• _TEXTE FOURNI_
Un bon plan-retraite !
Dans le cadre d’une séparation entre concubins, le « devoir
de conscience et d’honneur » empêche-t-il à l’ex-concubin de réclamer à
son ex-concubine le remboursement d’une dette contractée solidairement par le
couple et acquittée personnellement par l’ex-concubin pour les besoins de leur
logement commun ?
Cour de cassation, première chambre civile
Audience publique du mercredi 19 décembre 2018
N° de pourvoi: 17-27855
Mme Batut (président), président,
SCP Matuchansky, Poupot et Valdelièvre, SCP Rocheteau
et Uzan-Sarano, avocat(s).
REPUBLIQUE
FRANCAISE
AU NOM DU
PEUPLE FRANCAIS
LA COUR DE CASSATION, PREMIÈRE CHAMBRE CIVILE, a rendu
l'arrêt suivant :
Attendu, selon l’arrêt attaqué, que Mme Y... et M.
X... ont vécu en concubinage ; que, par acte sous seing privé du 14 juin 2007,
ils ont souscrit un prêt destiné à financer la construction d’une maison d’habitation
sur un terrain appartenant à Mme Y..., dont les mensualités de remboursement ont
été réglées par M. X... jusqu’en septembre 2011, après leur séparation ; que
celui-ci a assigné Mme Y... en remboursement des sommes versées par lui, sur le
fondement de l’enrichissement sans cause ;
Sur le moyen unique, pris en ses troisième et
quatrième branches, ci-après annexé :
Attendu qu’il n’y a pas lieu de statuer par une
décision spécialement motivée sur ces griefs qui ne sont manifestement pas de
nature à entraîner la cassation ;
Mais sur la première branche du moyen :
Vu l’article 1235, devenu 1302 du code civil ;
Attendu que, pour accueillir la demande, l’arrêt
retient, par motifs propres et adoptés, que Mme Y... ne démontre pas avoir
contribué de manière excessive aux dépenses de la vie courante pendant le temps
du concubinage, de sorte qu’il n'est pas établi que M. X... ait entendu assumer
le paiement du prêt pour rembourser les aides financières qu’elle lui avait
accordées pendant leur vie commune et qu'en l’absence d’intention libérale, l’enrichissement
de Mme Y..., dont la maison a été financée en partie par un prêt qu’elle n’a
pas payé, est sans cause ;
Qu’en statuant ainsi, sans rechercher, comme elle y
était invitée, si le financement de la maison d’habitation au moyen des seuls
deniers personnels de M. X... ne s’expliquait pas par le devoir de conscience
dont celui-ci s’estimait tenu à l’égard de son ancienne concubine, en raison
des circonstances de leur rupture, la cour d’appel n’a pas donné de base légale
à sa décision ;
PAR CES MOTIFS et sans qu’il y ait lieu de statuer sur
l’autre branche du moyen :
CASSE ET ANNULE, en toutes ses dispositions, l’arrêt
rendu le 26 juillet 2017, entre les parties, par la cour d’appel d’Agen ;
remet, en conséquence, la cause et les parties dans l’état où elles se
trouvaient avant ledit arrêt et, pour être fait droit, les renvoie devant la
cour d’appel de Toulouse ;
Condamne M. X... aux dépens ;
Vu l’article 700 du code de procédure civile, le
condamne à payer à Mme Y... la somme de 3.000 euros et rejette l’autre demande
;
Dit que sur les diligences du procureur général près
la Cour de cassation, le présent arrêt sera transmis pour être transcrit en
marge ou à la suite de l’arrêt cassé ;
Ainsi fait et jugé par la Cour de cassation, première
chambre civile, et prononcé par le président en son audience publique du
dix-neuf décembre deux mille dix-huit.

• _ENTRÉES ENREGISTRÉES_
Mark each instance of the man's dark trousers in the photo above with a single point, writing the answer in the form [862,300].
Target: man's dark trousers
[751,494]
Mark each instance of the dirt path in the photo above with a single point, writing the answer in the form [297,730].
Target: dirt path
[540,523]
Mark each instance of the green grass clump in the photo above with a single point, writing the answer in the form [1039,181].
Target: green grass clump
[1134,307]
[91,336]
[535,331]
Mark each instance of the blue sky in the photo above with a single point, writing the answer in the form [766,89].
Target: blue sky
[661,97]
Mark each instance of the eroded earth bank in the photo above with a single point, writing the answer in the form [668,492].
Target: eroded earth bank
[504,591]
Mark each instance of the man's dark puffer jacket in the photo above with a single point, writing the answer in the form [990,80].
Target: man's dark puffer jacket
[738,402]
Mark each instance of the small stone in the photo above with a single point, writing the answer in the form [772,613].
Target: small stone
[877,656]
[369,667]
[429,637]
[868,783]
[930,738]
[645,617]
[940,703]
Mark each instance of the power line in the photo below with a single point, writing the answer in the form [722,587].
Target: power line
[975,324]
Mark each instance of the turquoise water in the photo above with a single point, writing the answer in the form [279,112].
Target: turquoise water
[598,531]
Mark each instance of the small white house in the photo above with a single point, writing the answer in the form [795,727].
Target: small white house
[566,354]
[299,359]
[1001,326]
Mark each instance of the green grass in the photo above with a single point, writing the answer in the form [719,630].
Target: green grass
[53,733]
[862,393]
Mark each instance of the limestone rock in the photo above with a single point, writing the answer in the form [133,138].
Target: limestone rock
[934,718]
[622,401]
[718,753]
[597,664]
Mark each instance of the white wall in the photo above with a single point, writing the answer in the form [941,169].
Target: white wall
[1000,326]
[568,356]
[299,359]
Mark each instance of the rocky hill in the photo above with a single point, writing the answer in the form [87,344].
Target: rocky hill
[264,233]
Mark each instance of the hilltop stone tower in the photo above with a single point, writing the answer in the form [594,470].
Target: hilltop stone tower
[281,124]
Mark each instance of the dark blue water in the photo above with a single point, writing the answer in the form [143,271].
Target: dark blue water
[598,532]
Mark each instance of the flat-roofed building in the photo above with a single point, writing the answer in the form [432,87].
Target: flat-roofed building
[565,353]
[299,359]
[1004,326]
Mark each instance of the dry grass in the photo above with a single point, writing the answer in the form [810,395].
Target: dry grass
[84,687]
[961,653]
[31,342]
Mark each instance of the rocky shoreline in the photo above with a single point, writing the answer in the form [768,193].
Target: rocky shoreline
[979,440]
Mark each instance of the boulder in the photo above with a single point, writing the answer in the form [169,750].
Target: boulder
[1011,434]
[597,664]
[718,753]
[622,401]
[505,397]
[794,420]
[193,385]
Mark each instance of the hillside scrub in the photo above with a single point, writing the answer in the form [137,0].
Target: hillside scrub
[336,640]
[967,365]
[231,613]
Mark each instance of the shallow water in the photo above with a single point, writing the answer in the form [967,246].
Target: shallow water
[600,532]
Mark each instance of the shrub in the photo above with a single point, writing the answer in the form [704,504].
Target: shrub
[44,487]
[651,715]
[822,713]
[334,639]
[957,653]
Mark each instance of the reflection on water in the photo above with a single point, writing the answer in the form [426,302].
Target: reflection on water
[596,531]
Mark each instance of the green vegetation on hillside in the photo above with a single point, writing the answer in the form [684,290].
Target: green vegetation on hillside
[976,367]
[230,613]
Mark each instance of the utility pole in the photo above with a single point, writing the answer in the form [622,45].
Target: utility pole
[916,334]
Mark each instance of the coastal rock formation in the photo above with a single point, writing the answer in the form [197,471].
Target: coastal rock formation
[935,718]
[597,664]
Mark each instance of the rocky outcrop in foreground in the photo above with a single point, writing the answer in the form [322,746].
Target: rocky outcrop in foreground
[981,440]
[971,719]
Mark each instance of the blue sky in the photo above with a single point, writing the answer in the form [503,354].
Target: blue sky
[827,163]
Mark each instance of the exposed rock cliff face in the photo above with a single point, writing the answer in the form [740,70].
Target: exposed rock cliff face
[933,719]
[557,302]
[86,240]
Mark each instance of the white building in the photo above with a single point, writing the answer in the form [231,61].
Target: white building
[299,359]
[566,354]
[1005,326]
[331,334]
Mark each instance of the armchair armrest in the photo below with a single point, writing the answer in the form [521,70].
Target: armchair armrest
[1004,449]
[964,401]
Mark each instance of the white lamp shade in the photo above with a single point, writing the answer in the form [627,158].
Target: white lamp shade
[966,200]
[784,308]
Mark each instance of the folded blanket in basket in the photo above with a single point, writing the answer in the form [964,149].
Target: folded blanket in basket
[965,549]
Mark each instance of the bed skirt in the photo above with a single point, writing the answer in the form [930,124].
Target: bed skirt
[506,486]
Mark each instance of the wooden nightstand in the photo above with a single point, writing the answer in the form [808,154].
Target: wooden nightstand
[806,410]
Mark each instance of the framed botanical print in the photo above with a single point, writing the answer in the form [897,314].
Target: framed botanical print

• _CONSIGNES À SUIVRE_
1. Reprenez le passage du texte fourni qui commence aux mots « Dans le cadre » et se termine après « et Uzan-Sarano, avocat(s). », en y remplaçant « logement commun » par « domicile partagé ».
2. Dans les entrées, combien de lignes contiennent la chaîne « bank » ? Tenez compte des majuscules et minuscules, et répondez uniquement par le nombre.

• _RÉPONSES AUX CONSIGNES_
1.
Dans le cadre d’une séparation entre concubins, le « devoir
de conscience et d’honneur » empêche-t-il à l’ex-concubin de réclamer à
son ex-concubine le remboursement d’une dette contractée solidairement par le
couple et acquittée personnellement par l’ex-concubin pour les besoins de leur
domicile partagé ?
Cour de cassation, première chambre civile
Audience publique du mercredi 19 décembre 2018
N° de pourvoi: 17-27855
Mme Batut (président), président,
SCP Matuchansky, Poupot et Valdelièvre, SCP Rocheteau
et Uzan-Sarano, avocat(s).

2. 2